Work order: Set down, exactly as written, the lines from the line holding "Target: white rugby shorts" to the end of the data, inclusive, skipping any pictures.

------ Data supplied ------

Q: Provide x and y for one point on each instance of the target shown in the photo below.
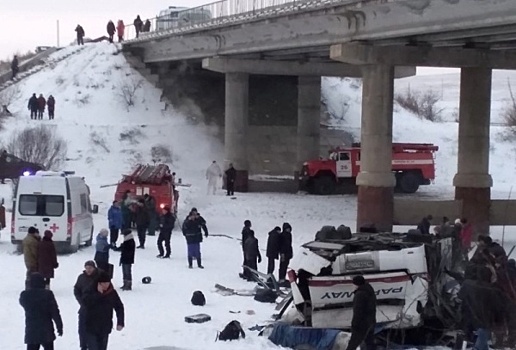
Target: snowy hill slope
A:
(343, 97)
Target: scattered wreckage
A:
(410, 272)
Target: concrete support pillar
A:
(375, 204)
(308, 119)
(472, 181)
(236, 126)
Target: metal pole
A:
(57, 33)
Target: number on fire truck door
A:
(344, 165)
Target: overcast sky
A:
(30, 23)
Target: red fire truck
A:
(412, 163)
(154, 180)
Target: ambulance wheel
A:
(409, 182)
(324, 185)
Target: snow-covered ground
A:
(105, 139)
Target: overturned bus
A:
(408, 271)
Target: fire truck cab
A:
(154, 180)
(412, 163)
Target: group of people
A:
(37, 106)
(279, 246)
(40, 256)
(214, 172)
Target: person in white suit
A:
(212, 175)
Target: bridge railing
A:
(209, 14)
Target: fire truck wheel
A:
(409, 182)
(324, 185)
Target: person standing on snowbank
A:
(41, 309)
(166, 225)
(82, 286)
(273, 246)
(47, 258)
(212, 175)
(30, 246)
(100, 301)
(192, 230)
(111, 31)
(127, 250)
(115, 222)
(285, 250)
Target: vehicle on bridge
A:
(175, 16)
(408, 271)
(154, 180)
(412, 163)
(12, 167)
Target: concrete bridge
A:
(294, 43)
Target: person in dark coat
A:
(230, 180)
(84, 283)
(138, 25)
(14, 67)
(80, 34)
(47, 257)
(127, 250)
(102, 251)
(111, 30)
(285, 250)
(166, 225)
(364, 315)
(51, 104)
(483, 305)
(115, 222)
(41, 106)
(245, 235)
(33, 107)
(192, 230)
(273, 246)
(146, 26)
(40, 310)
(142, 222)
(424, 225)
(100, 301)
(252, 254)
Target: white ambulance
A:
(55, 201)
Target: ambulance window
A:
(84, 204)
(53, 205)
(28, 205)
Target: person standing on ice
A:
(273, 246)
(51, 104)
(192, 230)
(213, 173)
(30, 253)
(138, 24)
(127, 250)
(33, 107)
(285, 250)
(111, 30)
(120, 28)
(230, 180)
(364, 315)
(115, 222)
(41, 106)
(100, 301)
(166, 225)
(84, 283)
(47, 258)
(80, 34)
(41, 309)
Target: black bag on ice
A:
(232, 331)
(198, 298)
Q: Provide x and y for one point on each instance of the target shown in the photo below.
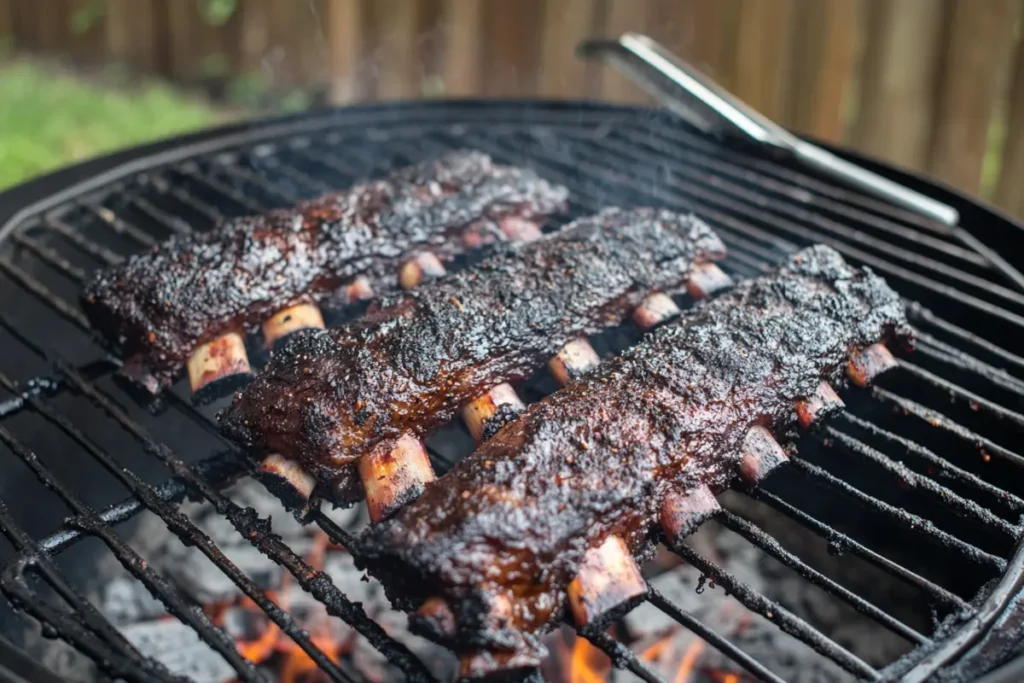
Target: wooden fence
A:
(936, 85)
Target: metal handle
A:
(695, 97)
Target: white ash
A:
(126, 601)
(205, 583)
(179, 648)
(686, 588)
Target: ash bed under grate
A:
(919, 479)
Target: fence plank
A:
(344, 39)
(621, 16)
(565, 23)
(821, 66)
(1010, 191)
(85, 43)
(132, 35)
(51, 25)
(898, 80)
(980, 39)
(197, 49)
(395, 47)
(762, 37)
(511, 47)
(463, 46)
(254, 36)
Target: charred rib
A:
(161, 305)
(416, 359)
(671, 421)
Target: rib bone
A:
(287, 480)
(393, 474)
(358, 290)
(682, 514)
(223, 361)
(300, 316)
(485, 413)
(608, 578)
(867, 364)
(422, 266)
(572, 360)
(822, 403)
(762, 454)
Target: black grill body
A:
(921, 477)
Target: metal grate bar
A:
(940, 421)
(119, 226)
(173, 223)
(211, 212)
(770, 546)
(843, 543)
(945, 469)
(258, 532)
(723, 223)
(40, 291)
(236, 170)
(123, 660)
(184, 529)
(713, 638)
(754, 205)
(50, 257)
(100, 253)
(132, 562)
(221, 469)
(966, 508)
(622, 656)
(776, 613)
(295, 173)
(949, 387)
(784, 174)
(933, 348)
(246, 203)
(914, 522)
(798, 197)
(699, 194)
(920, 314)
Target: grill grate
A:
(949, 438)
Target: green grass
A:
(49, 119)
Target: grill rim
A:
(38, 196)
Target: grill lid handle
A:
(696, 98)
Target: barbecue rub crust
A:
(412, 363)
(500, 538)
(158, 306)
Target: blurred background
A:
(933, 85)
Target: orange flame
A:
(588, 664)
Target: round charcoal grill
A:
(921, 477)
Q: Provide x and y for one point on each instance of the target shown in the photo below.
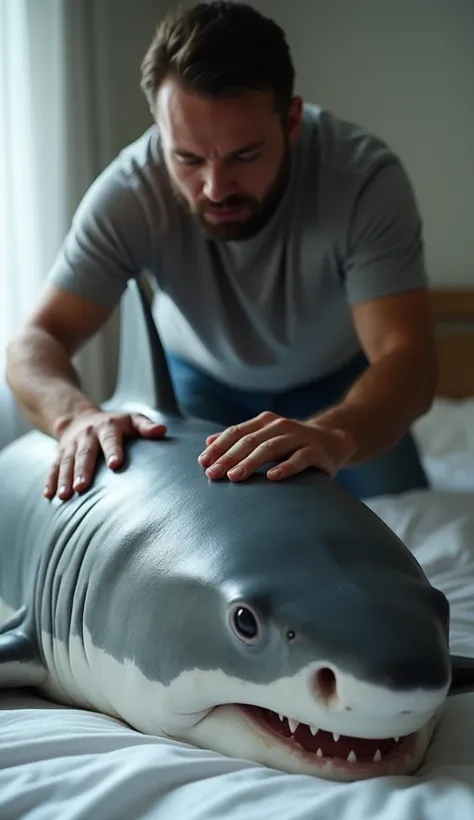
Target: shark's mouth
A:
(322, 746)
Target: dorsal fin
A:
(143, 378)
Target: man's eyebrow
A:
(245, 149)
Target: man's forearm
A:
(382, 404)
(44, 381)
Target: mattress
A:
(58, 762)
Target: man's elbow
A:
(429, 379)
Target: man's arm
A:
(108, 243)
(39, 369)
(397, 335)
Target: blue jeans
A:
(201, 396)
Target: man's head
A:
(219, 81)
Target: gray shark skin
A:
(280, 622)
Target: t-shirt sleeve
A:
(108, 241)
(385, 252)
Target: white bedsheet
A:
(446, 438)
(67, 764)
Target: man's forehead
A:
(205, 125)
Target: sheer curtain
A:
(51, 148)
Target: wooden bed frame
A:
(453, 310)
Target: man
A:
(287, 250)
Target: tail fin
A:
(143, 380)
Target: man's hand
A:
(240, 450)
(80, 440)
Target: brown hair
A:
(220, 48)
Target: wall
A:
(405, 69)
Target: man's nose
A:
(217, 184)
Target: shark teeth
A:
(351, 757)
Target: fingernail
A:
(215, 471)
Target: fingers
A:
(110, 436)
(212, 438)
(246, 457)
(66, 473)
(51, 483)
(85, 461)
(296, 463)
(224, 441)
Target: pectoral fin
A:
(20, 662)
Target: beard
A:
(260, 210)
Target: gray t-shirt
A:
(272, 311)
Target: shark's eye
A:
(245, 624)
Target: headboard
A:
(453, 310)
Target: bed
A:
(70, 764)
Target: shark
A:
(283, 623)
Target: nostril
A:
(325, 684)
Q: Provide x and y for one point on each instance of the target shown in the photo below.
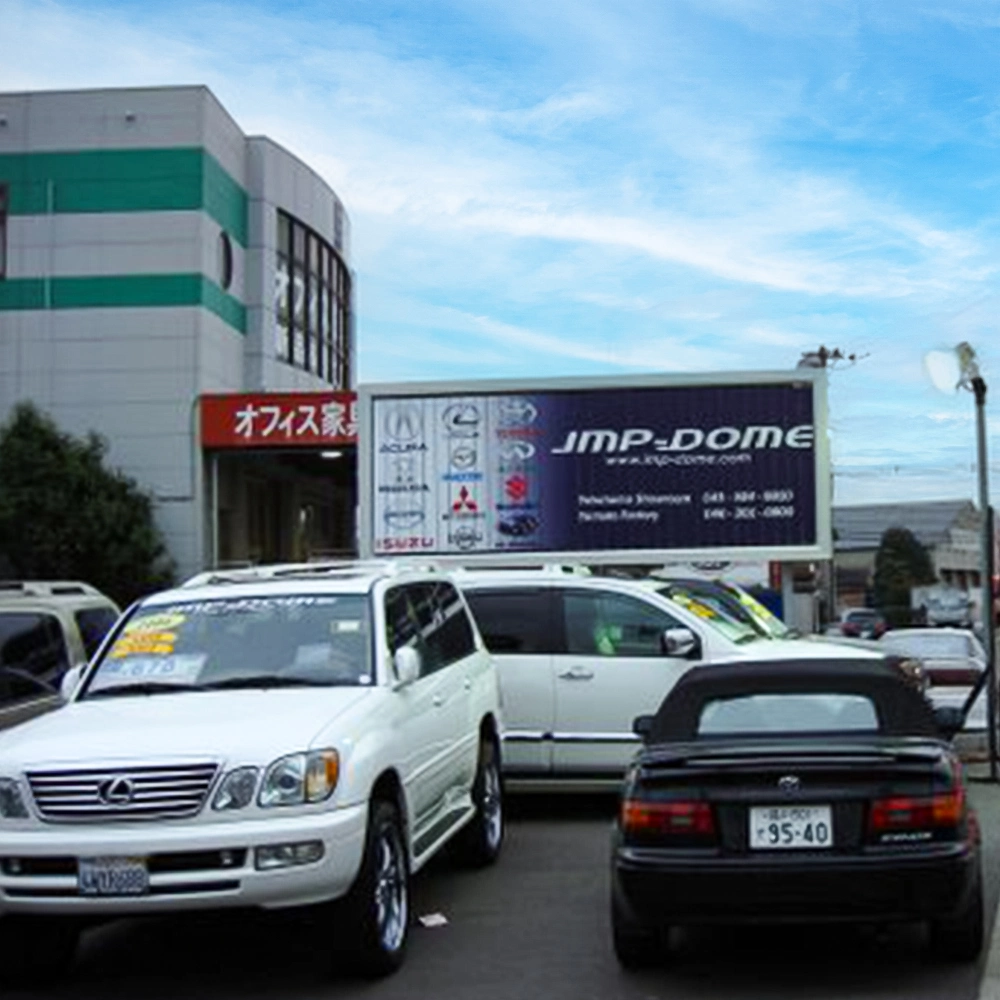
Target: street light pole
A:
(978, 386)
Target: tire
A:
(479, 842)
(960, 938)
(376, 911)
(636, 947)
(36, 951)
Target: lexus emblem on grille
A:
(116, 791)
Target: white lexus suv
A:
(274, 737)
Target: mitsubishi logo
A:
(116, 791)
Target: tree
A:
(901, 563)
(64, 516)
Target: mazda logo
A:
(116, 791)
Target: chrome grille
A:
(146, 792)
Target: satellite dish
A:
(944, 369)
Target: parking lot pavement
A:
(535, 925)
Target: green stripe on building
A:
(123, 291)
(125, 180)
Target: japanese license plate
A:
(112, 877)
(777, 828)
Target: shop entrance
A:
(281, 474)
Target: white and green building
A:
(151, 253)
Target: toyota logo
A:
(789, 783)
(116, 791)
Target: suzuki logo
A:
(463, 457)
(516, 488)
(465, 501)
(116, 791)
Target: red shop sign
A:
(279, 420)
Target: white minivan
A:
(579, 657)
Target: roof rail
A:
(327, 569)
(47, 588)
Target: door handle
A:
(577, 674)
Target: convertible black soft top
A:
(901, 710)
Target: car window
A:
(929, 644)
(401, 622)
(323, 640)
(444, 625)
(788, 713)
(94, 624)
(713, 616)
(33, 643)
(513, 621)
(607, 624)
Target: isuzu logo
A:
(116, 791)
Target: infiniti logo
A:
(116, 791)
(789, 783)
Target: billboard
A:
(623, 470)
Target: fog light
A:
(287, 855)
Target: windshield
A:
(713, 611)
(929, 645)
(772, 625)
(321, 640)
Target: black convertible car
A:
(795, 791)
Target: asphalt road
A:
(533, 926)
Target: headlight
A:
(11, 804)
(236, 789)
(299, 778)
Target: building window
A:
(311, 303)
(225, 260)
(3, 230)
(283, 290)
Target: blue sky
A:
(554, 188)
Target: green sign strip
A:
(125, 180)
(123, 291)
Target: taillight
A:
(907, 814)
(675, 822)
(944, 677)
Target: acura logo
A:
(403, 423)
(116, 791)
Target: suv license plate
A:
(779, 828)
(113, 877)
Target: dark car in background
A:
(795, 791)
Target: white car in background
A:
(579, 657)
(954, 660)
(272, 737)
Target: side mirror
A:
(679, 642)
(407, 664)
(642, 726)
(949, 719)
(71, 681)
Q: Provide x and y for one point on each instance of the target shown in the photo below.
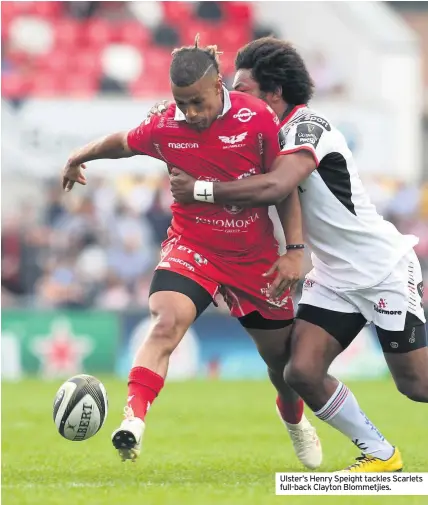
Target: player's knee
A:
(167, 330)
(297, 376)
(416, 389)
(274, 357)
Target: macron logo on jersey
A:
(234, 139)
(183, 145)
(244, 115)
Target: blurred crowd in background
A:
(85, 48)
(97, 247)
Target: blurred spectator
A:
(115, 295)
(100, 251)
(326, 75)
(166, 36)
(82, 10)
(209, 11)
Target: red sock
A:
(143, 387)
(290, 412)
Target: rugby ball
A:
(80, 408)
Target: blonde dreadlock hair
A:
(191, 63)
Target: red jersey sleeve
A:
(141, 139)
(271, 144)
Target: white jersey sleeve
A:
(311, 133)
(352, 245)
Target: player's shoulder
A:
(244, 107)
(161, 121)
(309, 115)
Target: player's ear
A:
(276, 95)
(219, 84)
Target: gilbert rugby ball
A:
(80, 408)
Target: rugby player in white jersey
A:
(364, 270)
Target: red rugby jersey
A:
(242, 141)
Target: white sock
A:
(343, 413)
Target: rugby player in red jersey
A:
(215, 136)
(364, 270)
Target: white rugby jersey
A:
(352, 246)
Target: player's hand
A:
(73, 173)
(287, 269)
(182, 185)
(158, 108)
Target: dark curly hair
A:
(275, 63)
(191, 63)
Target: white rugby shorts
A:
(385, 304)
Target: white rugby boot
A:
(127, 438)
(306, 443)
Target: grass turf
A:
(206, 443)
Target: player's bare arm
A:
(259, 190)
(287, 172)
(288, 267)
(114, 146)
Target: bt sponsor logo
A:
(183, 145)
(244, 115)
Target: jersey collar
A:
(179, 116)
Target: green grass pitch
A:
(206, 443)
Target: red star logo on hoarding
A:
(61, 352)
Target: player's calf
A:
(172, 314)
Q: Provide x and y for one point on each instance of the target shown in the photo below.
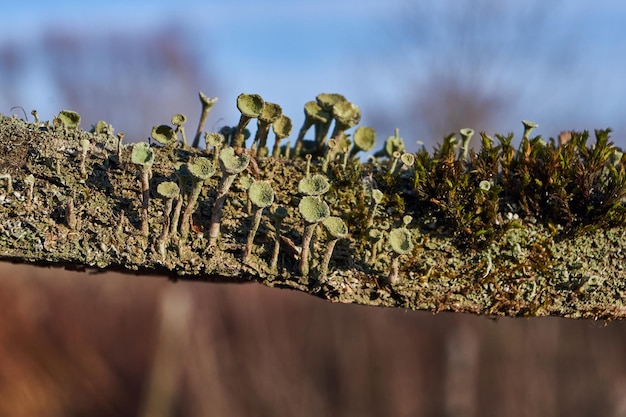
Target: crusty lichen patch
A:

------

Solution to the exercise:
Target: white rugby shorts
A:
(385, 304)
Target: white rugby boot
A:
(127, 438)
(306, 443)
Target: grass turf
A:
(206, 443)
Target: player's bare arm
A:
(259, 190)
(287, 172)
(288, 267)
(114, 146)
Target: bt sponsor logo
A:
(183, 145)
(244, 115)
Target: jersey collar
A:
(179, 116)
Target: green grass pitch
A:
(206, 443)
Target: red star logo on hoarding
A:
(61, 352)
Target: player's calf
A:
(172, 314)
Q: Provide x and y for one point on each instance of the target shown in the photo below.
Target: crusty lichen patch
A:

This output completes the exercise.